Segment Open
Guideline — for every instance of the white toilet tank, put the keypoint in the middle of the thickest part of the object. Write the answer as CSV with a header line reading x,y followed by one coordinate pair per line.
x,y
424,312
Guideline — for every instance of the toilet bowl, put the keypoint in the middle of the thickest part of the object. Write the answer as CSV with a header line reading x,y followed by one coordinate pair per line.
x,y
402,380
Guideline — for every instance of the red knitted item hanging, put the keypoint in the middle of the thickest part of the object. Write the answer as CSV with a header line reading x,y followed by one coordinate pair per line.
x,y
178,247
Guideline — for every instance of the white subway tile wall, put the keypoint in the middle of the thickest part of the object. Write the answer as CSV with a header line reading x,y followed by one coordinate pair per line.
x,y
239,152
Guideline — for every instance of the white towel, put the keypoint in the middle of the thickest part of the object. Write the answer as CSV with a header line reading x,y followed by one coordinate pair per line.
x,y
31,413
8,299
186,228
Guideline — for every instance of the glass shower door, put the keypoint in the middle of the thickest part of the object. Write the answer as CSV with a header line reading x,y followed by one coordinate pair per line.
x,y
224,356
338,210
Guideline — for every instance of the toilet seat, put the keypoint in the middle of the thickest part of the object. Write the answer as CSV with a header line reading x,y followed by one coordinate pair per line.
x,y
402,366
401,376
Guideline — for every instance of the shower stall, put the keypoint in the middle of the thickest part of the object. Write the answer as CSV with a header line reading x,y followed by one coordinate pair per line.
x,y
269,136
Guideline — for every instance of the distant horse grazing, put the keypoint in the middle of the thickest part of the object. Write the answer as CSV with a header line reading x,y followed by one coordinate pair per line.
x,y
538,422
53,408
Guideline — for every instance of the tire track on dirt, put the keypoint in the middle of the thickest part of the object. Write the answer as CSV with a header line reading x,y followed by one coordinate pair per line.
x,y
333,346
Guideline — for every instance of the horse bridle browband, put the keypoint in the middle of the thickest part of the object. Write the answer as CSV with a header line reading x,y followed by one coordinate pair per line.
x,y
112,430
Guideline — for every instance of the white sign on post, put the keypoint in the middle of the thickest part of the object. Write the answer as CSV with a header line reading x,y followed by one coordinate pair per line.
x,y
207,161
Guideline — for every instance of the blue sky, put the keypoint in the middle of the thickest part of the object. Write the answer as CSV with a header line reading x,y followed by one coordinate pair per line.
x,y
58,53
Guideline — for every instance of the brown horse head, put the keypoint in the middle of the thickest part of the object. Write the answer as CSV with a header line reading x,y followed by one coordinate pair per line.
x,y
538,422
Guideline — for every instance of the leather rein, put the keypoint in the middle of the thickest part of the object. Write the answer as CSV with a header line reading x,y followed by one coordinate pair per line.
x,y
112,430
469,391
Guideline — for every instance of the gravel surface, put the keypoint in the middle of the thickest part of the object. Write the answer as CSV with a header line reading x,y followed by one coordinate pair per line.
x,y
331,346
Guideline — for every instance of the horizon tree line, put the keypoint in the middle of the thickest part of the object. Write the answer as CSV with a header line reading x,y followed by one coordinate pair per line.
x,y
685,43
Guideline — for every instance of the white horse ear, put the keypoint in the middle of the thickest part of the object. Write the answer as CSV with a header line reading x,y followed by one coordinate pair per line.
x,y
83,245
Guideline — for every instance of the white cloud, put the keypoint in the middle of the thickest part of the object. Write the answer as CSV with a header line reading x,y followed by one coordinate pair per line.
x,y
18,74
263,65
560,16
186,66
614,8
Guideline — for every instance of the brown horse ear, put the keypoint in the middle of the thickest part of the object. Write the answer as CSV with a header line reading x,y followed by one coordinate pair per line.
Segment Closed
## Your instructions
Reproduce all the data exactly. Include every line.

## Answer section
Guideline — for every instance of the white toilet tank, put the keypoint in the middle of the thickest part of the object. Write the answer as CSV with a header line reading x,y followed by one coordinate pair per line.
x,y
424,312
Guideline — for every instance of the toilet bowl, put the keypoint in the middle of the thickest part of the object. Write the answer as CSV with a header line reading x,y followed by one coordinate pair per line.
x,y
402,380
Guideline — for every instance of the red knitted item hanging, put the keypoint in the middle of the thickest part of the object. Write the answer as CSV with a header line reading x,y followed by one coordinate pair per line.
x,y
178,247
Guideline — for every instance of the white subway tile wall, put the keypoint in the middle of the thickest part of the object. Write the answer as CSV with a header line reading x,y followed by one coordinate pair per line.
x,y
239,152
Guideline — for every instance of the white towel, put the keypoint in the middle of the thickest part of the object. Write the answer as CSV with a header line reading x,y followed by one coordinate pair per line.
x,y
31,413
8,299
186,228
Guideline — for every instance of the glass shower door, put the keypoint in the middle of the thickest part of the object. Write the answer as CSV with a header line reading x,y followed by one coordinate pair per line.
x,y
224,356
338,210
Guideline — for every instance of the toilet seat, put the keypoint in the middle of the thickest part of the object. Write the answer as CSV with a header line reading x,y followed by one coordinate pair per line.
x,y
402,366
401,376
Guideline — for every instance of the shower stall, put the keypoint in the middle of the thickest part of the object. Write the answer as CSV with a header line reading x,y followed by one coordinate pair per line.
x,y
269,136
Guideline — for every instance of the distant horse grazing, put the keypoint in the middle of the thickest part of the object. Write the answer as CSV with a header line reading x,y followed by one coordinate pair per line.
x,y
538,422
53,408
Guideline — for every instance of the tire track on dirt, put the keypoint in the middle of the thickest part of the object. Write the answer as CSV with a header line reading x,y followed by one coordinate pair per line.
x,y
333,346
Guideline — for every instance of the horse bridle browband, put the keypoint in the middle of the thickest part of the object. Write the answer as CSV with a header line reading x,y followed by one coordinate pair per line.
x,y
112,430
Guideline — for every instance of the white sign on post, put the keypoint in the middle of the thickest part of the object. Write the answer as CSV with a header line reading x,y followed by one coordinate pair per line.
x,y
207,161
Guideline — for every instance of the blue sky, put the keypoint in the middle of the thickest part of the object. Write the answer as CSV with a header line reading x,y followed by one coordinate pair per line.
x,y
58,53
Guideline — for every instance of the brown horse head, put the keypoint in the middle of the thickest part of the object. Write the answer as CSV with a header line reading x,y followed by one coordinate pair per line.
x,y
538,422
Guideline — for every instance of the leather rein, put the keypoint in the middle of the thickest part of the object. Write the answer as CSV with a header line reading x,y followed by one coordinate pair per line.
x,y
112,430
469,391
Guideline — for every instance of the gravel surface, put the keypoint in the middle of the thickest part of the object. Write the answer as CSV with a header line reading x,y followed by one coordinate pair per line.
x,y
331,346
Guideline — for every instance of the horizon tree line, put the keypoint in the middle of the thickest part of the object. Write the answer as CSV with a header line reading x,y followed by one coordinate pair per line.
x,y
685,43
Guideline — for every instance of the white horse ear, put the keypoint in the middle of the thickest part of the object. Write the answer as CSV with a header line reading x,y followed by one coordinate pair per line.
x,y
83,245
Guideline — for every instance of the white cloud, put the keypoint in the middle of the thickest part of the object. Write the answer as CSV with a header line reading x,y followed by one coordinate pair per line.
x,y
18,74
263,65
560,16
186,66
614,8
Guideline — for every instance of the brown horse ear, put the keypoint in the middle of the thickest part of the object. Write the answer as CSV with a header line reading x,y followed by one coordinate pair per line.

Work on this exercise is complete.